#### [What you should do]
When the line containing "Task: put a pin on every instance of the sky" is found in the data below, copy it and each line after it through the line containing "Task: put a pin on every instance of the wooden", exactly and with no others.

#### [Records for this exercise]
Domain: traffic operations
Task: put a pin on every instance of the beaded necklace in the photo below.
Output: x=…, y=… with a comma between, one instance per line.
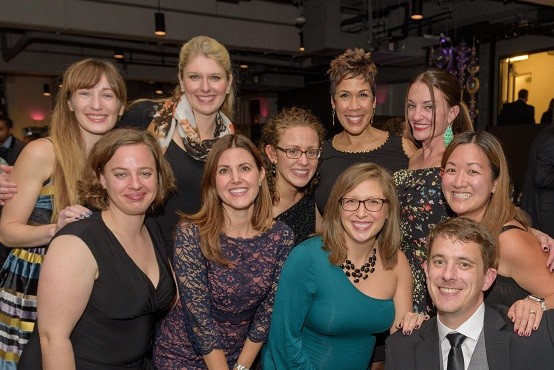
x=363, y=272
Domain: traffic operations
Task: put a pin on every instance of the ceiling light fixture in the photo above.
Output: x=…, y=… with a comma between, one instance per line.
x=118, y=54
x=417, y=10
x=519, y=58
x=159, y=20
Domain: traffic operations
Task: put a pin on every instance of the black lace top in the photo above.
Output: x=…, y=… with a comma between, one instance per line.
x=300, y=218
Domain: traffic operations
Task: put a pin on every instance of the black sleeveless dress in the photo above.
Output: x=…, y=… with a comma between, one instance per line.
x=116, y=329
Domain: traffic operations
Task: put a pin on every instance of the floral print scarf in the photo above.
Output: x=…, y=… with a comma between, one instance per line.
x=176, y=113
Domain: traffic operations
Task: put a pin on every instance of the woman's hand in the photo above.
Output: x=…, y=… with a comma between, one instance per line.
x=70, y=214
x=7, y=188
x=526, y=316
x=547, y=245
x=411, y=321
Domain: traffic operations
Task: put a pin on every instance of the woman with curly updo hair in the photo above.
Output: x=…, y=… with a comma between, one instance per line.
x=352, y=76
x=291, y=145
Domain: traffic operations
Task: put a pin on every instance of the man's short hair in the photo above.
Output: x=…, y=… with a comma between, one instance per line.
x=5, y=118
x=465, y=230
x=523, y=94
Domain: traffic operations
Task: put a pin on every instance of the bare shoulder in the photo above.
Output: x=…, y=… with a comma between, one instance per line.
x=409, y=147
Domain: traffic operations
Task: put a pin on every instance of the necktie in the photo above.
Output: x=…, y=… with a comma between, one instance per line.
x=455, y=356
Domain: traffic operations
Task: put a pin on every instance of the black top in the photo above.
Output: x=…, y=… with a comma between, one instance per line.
x=333, y=162
x=300, y=218
x=188, y=174
x=505, y=290
x=117, y=327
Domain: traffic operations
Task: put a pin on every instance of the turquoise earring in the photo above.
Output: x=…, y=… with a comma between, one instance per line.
x=448, y=135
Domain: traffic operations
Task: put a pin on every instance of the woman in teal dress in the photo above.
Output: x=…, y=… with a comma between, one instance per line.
x=338, y=289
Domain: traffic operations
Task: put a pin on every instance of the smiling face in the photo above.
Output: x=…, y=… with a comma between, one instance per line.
x=362, y=226
x=130, y=179
x=96, y=109
x=456, y=279
x=205, y=85
x=354, y=104
x=467, y=182
x=294, y=173
x=238, y=179
x=420, y=107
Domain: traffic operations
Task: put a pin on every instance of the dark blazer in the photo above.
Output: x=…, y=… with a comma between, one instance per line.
x=10, y=154
x=505, y=349
x=538, y=185
x=516, y=113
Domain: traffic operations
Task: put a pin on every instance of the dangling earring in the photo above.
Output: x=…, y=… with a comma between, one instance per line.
x=372, y=117
x=448, y=135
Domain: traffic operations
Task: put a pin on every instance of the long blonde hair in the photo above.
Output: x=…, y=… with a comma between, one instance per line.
x=388, y=239
x=210, y=220
x=65, y=133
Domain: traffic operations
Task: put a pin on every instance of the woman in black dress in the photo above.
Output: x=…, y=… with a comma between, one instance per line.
x=104, y=279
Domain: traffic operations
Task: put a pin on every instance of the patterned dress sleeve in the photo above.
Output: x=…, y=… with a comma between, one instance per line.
x=191, y=269
x=297, y=287
x=259, y=329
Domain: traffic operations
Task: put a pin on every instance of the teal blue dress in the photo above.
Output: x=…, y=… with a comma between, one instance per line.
x=320, y=319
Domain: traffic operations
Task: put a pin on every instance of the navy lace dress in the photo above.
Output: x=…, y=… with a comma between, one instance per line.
x=220, y=307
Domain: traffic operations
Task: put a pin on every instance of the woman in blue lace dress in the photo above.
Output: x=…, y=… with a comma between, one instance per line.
x=228, y=257
x=291, y=145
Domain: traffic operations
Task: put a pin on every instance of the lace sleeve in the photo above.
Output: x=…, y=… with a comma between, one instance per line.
x=192, y=279
x=260, y=325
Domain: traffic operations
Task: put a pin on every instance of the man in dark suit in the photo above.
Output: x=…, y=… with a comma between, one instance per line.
x=461, y=266
x=517, y=112
x=10, y=147
x=538, y=186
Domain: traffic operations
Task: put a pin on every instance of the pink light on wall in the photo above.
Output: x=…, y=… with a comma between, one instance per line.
x=382, y=94
x=37, y=115
x=264, y=107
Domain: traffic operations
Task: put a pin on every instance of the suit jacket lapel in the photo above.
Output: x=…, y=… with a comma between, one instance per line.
x=427, y=351
x=497, y=342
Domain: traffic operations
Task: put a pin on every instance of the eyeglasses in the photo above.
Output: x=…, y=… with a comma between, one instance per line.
x=371, y=204
x=295, y=153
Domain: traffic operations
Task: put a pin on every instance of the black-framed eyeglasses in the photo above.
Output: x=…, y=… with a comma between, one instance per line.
x=295, y=153
x=371, y=204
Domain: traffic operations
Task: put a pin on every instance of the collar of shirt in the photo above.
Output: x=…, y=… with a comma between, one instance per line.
x=471, y=328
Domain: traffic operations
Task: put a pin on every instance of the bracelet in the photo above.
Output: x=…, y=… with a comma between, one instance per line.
x=539, y=300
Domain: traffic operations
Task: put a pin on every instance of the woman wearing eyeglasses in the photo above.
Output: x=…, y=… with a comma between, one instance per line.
x=291, y=146
x=336, y=291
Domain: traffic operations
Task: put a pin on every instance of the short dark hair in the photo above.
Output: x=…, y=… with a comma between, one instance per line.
x=5, y=118
x=523, y=94
x=465, y=230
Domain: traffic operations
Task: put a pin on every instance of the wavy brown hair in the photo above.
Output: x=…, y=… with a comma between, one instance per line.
x=65, y=133
x=210, y=220
x=449, y=85
x=271, y=135
x=500, y=208
x=91, y=191
x=352, y=63
x=388, y=239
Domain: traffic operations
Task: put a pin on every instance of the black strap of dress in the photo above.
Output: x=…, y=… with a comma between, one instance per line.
x=510, y=227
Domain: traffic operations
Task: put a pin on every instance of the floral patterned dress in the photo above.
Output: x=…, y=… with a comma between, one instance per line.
x=422, y=206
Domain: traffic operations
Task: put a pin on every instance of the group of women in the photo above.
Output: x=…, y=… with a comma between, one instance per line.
x=230, y=213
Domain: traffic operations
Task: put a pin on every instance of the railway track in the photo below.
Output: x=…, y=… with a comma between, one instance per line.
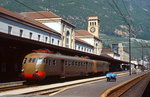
x=4, y=87
x=50, y=91
x=121, y=89
x=51, y=88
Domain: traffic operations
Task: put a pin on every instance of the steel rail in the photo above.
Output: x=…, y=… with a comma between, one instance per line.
x=120, y=89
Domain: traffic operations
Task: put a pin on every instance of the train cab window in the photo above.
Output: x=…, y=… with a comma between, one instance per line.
x=24, y=61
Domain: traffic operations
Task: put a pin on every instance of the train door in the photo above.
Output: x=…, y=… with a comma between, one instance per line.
x=62, y=68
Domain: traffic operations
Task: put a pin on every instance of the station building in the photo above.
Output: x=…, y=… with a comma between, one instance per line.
x=92, y=35
x=82, y=40
x=62, y=26
x=16, y=24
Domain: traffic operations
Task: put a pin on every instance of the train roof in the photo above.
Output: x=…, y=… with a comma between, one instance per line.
x=57, y=56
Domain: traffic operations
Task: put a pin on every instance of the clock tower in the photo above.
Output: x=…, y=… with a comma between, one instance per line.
x=93, y=25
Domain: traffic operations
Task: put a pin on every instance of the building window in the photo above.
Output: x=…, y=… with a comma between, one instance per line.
x=21, y=33
x=78, y=47
x=67, y=39
x=30, y=35
x=9, y=29
x=39, y=36
x=46, y=38
x=52, y=41
x=58, y=42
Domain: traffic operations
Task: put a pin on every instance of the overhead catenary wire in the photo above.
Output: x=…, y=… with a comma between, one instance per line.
x=36, y=11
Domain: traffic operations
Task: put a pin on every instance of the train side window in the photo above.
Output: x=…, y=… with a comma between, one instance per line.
x=76, y=63
x=66, y=63
x=54, y=62
x=30, y=60
x=69, y=63
x=79, y=63
x=24, y=61
x=45, y=61
x=33, y=60
x=72, y=63
x=39, y=61
x=50, y=63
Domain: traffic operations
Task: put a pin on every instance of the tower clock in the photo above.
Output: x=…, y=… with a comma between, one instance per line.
x=93, y=25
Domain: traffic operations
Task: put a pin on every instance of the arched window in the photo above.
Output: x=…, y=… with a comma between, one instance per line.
x=67, y=39
x=96, y=48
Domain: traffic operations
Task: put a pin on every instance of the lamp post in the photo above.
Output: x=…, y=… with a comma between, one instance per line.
x=129, y=48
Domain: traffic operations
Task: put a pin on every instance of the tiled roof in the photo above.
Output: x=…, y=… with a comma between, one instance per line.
x=107, y=50
x=82, y=41
x=25, y=20
x=40, y=14
x=83, y=33
x=43, y=15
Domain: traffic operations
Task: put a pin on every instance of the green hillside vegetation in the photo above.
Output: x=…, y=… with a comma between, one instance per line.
x=112, y=25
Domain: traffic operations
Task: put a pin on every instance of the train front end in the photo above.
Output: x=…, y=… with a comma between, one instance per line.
x=32, y=67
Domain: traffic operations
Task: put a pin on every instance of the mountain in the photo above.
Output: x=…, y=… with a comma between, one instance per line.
x=115, y=15
x=136, y=12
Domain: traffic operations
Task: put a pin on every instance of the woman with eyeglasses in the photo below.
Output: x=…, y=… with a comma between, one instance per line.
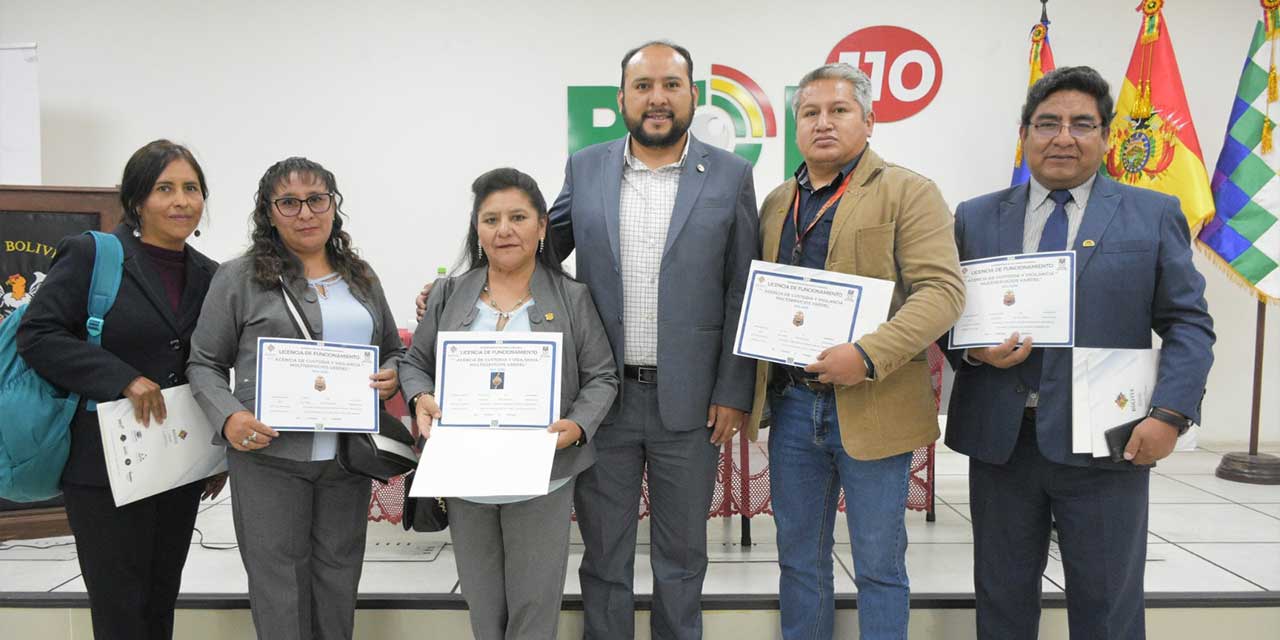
x=300, y=517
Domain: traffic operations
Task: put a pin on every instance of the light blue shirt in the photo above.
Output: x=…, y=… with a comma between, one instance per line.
x=487, y=320
x=344, y=320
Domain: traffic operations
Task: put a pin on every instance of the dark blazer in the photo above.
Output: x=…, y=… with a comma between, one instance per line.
x=590, y=379
x=1134, y=274
x=141, y=337
x=711, y=242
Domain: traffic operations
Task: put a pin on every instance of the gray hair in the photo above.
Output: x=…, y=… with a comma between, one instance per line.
x=846, y=72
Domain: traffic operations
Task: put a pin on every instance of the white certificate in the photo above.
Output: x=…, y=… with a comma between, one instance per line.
x=307, y=385
x=1029, y=293
x=1109, y=388
x=791, y=314
x=142, y=461
x=499, y=379
x=498, y=392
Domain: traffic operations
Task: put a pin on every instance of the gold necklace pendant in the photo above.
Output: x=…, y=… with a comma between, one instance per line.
x=321, y=286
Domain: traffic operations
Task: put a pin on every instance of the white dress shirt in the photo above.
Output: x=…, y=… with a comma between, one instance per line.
x=644, y=214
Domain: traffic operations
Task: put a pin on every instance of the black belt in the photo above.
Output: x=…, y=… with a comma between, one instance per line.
x=786, y=375
x=640, y=374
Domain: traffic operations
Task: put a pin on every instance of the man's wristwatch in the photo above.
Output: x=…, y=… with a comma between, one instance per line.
x=1170, y=419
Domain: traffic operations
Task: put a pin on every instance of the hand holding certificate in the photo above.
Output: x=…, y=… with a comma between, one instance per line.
x=1109, y=388
x=142, y=461
x=497, y=394
x=307, y=385
x=1032, y=295
x=791, y=314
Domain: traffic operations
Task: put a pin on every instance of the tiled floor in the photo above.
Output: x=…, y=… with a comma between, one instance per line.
x=1206, y=535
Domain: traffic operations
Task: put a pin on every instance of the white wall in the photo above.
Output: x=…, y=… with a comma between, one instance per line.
x=407, y=101
x=19, y=114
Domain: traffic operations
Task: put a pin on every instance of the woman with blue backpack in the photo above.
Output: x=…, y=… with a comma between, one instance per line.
x=132, y=556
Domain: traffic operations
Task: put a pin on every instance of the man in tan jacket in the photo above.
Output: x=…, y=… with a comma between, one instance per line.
x=851, y=419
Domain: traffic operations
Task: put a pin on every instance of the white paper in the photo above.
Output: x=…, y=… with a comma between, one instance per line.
x=791, y=314
x=1118, y=388
x=309, y=385
x=498, y=379
x=1029, y=293
x=142, y=461
x=479, y=462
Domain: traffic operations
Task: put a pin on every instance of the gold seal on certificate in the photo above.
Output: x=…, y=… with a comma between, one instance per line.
x=498, y=392
x=791, y=314
x=507, y=379
x=306, y=385
x=1028, y=293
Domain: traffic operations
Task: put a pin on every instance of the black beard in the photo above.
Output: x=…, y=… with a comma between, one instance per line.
x=677, y=129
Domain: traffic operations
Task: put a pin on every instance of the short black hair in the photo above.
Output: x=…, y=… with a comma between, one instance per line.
x=684, y=53
x=1070, y=78
x=501, y=179
x=144, y=169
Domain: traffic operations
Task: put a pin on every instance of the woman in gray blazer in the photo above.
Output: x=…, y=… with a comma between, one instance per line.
x=300, y=517
x=512, y=552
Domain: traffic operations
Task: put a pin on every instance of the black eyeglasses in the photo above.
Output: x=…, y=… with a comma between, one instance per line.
x=289, y=206
x=1078, y=129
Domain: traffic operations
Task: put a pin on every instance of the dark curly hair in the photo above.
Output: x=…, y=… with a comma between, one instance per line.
x=1072, y=78
x=144, y=169
x=273, y=260
x=489, y=183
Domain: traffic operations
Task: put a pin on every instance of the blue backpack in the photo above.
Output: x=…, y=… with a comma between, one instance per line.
x=35, y=435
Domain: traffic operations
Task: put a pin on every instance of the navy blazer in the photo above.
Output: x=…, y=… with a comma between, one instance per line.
x=711, y=242
x=1134, y=274
x=141, y=337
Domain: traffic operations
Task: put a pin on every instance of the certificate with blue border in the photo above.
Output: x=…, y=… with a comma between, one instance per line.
x=791, y=314
x=498, y=379
x=311, y=385
x=1032, y=295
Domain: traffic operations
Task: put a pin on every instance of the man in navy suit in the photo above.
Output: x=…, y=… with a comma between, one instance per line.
x=1011, y=405
x=664, y=229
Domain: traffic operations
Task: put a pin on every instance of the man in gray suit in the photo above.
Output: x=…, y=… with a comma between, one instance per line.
x=664, y=229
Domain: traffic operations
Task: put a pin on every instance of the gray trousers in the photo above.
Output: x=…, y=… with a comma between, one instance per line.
x=681, y=466
x=511, y=563
x=301, y=531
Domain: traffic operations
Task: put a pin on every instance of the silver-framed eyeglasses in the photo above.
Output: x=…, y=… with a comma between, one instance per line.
x=289, y=206
x=1078, y=129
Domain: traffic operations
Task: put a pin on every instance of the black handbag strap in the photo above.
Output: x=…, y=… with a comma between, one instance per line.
x=298, y=321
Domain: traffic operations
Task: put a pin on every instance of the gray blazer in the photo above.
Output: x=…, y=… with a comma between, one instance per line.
x=237, y=312
x=711, y=242
x=560, y=305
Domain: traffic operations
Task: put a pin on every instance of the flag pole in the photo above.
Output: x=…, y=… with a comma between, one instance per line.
x=1253, y=467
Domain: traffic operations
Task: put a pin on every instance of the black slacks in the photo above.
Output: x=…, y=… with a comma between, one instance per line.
x=132, y=557
x=1101, y=519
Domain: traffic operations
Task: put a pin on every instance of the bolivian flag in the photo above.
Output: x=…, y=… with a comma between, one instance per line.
x=1153, y=141
x=1041, y=62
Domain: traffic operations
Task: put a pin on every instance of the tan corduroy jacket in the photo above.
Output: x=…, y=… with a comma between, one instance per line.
x=891, y=224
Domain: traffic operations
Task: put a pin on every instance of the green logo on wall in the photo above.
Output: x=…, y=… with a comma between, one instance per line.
x=734, y=115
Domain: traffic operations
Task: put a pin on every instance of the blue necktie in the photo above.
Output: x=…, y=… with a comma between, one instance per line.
x=1055, y=228
x=1054, y=238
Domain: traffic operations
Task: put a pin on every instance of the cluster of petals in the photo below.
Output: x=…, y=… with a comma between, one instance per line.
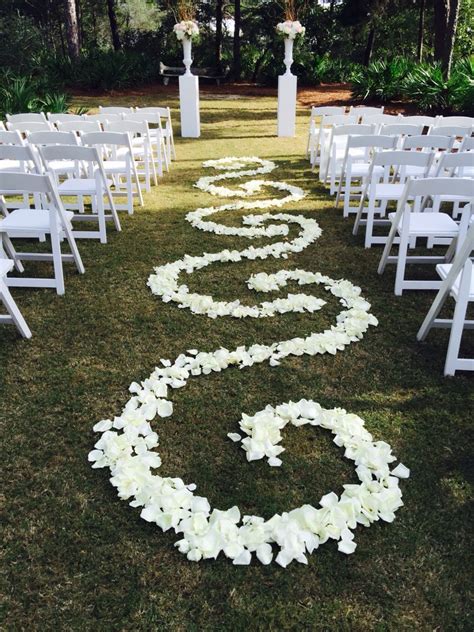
x=128, y=444
x=186, y=29
x=290, y=29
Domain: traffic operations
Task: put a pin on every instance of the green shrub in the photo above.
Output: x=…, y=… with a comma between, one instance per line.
x=381, y=80
x=23, y=93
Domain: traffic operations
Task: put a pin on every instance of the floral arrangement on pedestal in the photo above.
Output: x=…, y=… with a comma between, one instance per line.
x=290, y=29
x=186, y=29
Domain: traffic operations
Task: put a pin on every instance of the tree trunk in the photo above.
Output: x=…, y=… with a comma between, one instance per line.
x=237, y=22
x=370, y=45
x=72, y=30
x=219, y=10
x=446, y=14
x=113, y=25
x=421, y=31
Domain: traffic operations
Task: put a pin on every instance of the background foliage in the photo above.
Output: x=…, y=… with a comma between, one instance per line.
x=372, y=43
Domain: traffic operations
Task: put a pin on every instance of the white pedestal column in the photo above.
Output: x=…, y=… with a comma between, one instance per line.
x=287, y=87
x=189, y=97
x=189, y=106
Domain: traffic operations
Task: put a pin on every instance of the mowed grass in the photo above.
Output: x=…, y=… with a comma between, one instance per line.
x=77, y=558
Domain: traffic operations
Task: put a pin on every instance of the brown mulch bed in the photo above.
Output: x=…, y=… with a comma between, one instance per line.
x=324, y=94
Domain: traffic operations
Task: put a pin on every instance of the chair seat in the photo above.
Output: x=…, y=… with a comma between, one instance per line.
x=443, y=270
x=430, y=225
x=6, y=265
x=30, y=220
x=80, y=186
x=10, y=165
x=387, y=191
x=115, y=166
x=62, y=166
x=359, y=169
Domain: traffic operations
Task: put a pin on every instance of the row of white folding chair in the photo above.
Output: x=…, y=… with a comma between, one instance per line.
x=83, y=176
x=384, y=184
x=121, y=167
x=414, y=219
x=457, y=282
x=336, y=161
x=47, y=218
x=163, y=114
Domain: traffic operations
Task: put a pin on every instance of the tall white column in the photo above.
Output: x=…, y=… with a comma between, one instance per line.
x=189, y=97
x=287, y=87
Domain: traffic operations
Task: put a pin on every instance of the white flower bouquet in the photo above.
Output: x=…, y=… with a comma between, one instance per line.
x=290, y=29
x=186, y=29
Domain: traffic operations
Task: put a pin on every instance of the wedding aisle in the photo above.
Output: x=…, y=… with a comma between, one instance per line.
x=93, y=558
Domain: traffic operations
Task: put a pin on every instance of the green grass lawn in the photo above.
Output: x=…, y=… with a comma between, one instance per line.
x=77, y=558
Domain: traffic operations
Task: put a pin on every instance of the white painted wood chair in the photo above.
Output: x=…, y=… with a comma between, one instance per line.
x=33, y=223
x=14, y=315
x=319, y=150
x=122, y=169
x=167, y=130
x=157, y=138
x=317, y=112
x=94, y=186
x=388, y=187
x=356, y=167
x=401, y=130
x=79, y=127
x=23, y=117
x=63, y=117
x=115, y=109
x=29, y=126
x=337, y=150
x=413, y=220
x=365, y=110
x=139, y=133
x=457, y=282
x=11, y=138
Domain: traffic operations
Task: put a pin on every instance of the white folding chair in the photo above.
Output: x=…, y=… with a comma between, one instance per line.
x=61, y=117
x=167, y=130
x=401, y=130
x=316, y=113
x=79, y=127
x=95, y=186
x=430, y=143
x=123, y=169
x=357, y=168
x=18, y=158
x=386, y=188
x=115, y=110
x=337, y=150
x=157, y=138
x=465, y=121
x=411, y=222
x=11, y=138
x=27, y=117
x=14, y=315
x=457, y=282
x=319, y=153
x=380, y=119
x=33, y=223
x=363, y=110
x=103, y=118
x=141, y=147
x=426, y=121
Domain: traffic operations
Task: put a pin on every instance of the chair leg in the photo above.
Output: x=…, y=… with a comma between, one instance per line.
x=369, y=227
x=57, y=260
x=101, y=218
x=13, y=310
x=458, y=323
x=401, y=262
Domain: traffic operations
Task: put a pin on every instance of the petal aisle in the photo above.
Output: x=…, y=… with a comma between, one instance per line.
x=127, y=445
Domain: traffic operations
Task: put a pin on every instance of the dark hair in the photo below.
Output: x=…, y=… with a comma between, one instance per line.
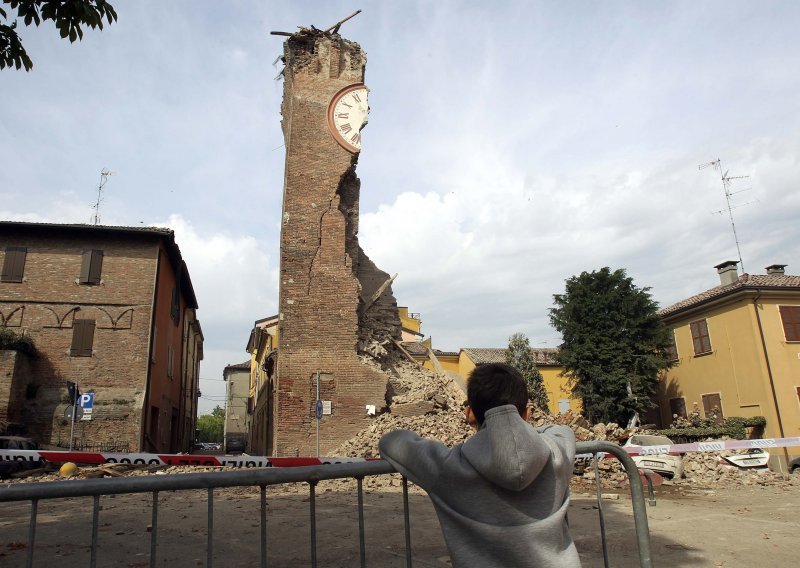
x=495, y=384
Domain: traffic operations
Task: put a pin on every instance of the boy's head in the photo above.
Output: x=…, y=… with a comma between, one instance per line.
x=495, y=384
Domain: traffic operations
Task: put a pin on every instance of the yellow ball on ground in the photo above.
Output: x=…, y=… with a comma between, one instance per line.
x=68, y=470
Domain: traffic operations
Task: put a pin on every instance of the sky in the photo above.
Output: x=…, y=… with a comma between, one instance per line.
x=511, y=145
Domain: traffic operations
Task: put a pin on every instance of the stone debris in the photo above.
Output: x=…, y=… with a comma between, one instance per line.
x=431, y=405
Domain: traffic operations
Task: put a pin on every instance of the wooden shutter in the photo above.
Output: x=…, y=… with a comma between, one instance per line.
x=672, y=349
x=82, y=338
x=677, y=407
x=14, y=264
x=790, y=315
x=711, y=401
x=700, y=337
x=91, y=266
x=175, y=308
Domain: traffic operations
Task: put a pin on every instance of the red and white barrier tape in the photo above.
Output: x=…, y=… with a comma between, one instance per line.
x=715, y=446
x=98, y=458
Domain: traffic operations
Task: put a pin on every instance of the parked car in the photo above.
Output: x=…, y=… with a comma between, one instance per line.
x=755, y=457
x=7, y=467
x=663, y=464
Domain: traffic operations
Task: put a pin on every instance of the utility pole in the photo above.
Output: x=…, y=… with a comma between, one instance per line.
x=104, y=173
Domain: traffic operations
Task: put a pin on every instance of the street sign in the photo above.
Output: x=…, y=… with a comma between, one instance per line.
x=77, y=410
x=86, y=402
x=73, y=391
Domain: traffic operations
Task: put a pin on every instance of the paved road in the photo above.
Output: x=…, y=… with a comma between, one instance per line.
x=689, y=527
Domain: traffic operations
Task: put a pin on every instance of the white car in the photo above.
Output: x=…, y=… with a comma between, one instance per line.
x=663, y=464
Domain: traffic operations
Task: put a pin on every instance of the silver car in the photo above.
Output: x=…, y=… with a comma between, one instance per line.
x=663, y=464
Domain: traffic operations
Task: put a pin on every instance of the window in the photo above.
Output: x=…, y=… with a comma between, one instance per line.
x=91, y=266
x=175, y=308
x=790, y=315
x=712, y=406
x=14, y=264
x=672, y=349
x=700, y=337
x=677, y=407
x=82, y=338
x=154, y=425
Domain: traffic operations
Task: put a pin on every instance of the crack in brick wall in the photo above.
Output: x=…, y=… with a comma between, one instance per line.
x=325, y=275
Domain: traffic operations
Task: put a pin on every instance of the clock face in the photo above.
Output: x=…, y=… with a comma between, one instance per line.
x=347, y=115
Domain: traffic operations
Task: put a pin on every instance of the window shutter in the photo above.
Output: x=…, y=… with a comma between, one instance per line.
x=175, y=308
x=700, y=337
x=672, y=349
x=677, y=407
x=14, y=264
x=96, y=267
x=91, y=266
x=790, y=315
x=82, y=338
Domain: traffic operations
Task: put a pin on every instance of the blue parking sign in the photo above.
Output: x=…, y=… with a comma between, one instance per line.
x=86, y=401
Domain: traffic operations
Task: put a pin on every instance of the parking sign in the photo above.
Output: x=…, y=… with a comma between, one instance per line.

#### [Exercise response]
Task: put a pin on every instance of the sky in the photo above.
Output: x=…, y=… with a comma between, one instance per line.
x=511, y=145
Domain: traffic operations
Task: put a pin on every instance of the stone debris in the photo above.
Output: x=…, y=… with a comma between, one instance per line.
x=431, y=405
Domain: traffic operations
Task: put a pin on every instance of the wooden shutter in the photo above.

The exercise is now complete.